[start]

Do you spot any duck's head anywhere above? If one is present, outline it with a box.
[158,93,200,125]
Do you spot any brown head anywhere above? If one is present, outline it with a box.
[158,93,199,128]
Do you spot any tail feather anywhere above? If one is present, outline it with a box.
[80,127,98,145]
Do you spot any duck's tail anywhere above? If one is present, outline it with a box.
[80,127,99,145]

[end]
[start]

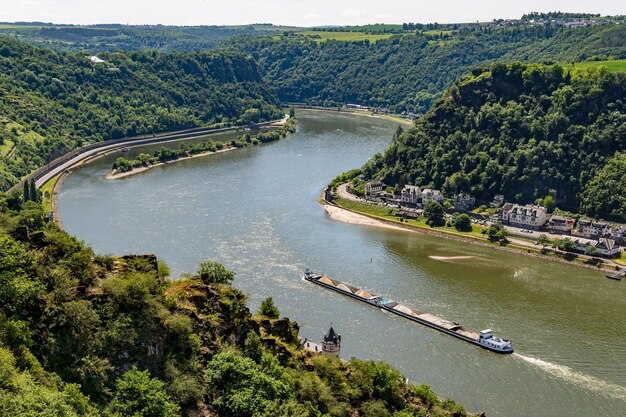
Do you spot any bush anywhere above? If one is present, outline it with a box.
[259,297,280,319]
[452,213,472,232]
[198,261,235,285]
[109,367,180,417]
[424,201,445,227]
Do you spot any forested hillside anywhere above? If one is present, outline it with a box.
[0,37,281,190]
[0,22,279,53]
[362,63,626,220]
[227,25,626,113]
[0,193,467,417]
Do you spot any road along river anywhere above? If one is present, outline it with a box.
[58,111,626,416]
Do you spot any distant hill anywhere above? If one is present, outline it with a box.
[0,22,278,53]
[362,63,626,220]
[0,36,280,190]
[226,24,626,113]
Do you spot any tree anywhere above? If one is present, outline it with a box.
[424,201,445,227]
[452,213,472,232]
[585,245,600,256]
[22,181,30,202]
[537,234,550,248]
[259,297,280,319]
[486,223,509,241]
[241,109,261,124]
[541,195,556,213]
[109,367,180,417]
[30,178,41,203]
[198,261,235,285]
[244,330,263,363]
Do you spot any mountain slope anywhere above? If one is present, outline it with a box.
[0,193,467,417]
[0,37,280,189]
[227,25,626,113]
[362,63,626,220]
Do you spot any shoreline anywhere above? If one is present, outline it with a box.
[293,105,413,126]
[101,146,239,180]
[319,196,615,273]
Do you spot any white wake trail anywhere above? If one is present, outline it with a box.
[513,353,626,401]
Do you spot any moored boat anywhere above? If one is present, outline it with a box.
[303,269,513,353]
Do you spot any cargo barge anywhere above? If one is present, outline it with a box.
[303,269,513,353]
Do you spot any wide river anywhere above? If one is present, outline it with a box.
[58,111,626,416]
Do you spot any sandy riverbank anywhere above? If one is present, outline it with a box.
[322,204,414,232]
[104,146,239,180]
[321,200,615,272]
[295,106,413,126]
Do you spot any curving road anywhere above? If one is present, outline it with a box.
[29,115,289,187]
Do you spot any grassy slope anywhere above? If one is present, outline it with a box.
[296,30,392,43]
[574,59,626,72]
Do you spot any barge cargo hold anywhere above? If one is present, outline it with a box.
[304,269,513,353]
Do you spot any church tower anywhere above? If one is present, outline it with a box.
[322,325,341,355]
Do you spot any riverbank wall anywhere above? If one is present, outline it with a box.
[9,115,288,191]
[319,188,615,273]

[end]

WHAT IS REQUIRED
Which lines above contain the word "slope", counting only matches with the same case? Pull out each one in full.

RESULT
Do you spot any mountain slope anywhere above? If one is present, outline it with a box.
Do you spot any grassy slope anywhere above? If one is present, outline it with a box.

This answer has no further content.